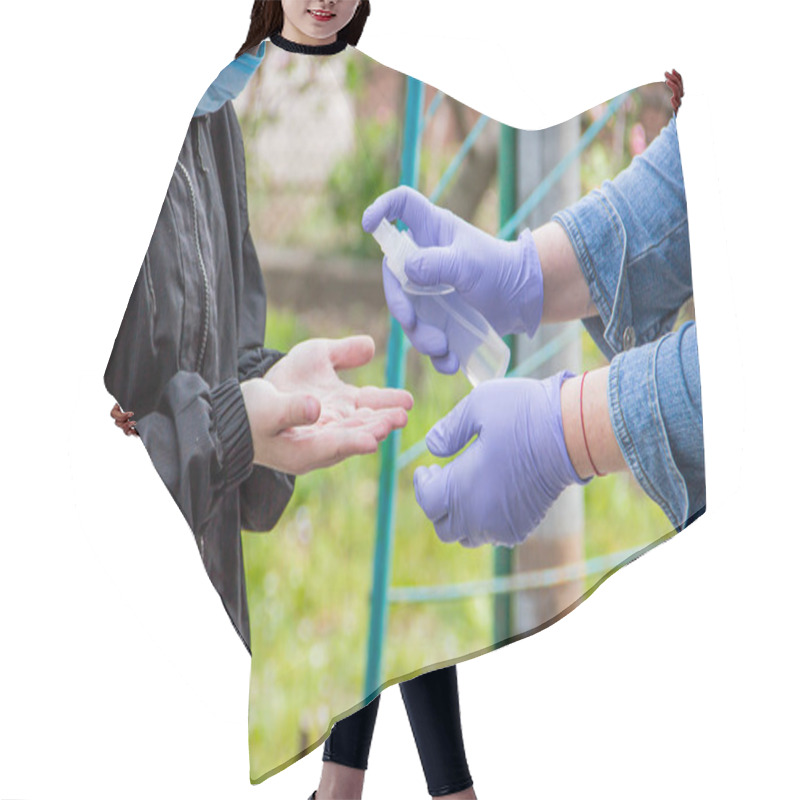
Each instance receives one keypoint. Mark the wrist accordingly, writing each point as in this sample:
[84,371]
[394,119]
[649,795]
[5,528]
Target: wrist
[529,267]
[573,433]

--

▶ _WORK ORDER_
Please restate the whole listing exactly, without any of its pictures.

▶ _RESULT FOR THIS EXERCISE_
Each instance receives one keypoint. Mark the wrist accordingly, writing each point as in this sample:
[84,371]
[394,119]
[649,795]
[5,528]
Target: wrist
[529,267]
[573,433]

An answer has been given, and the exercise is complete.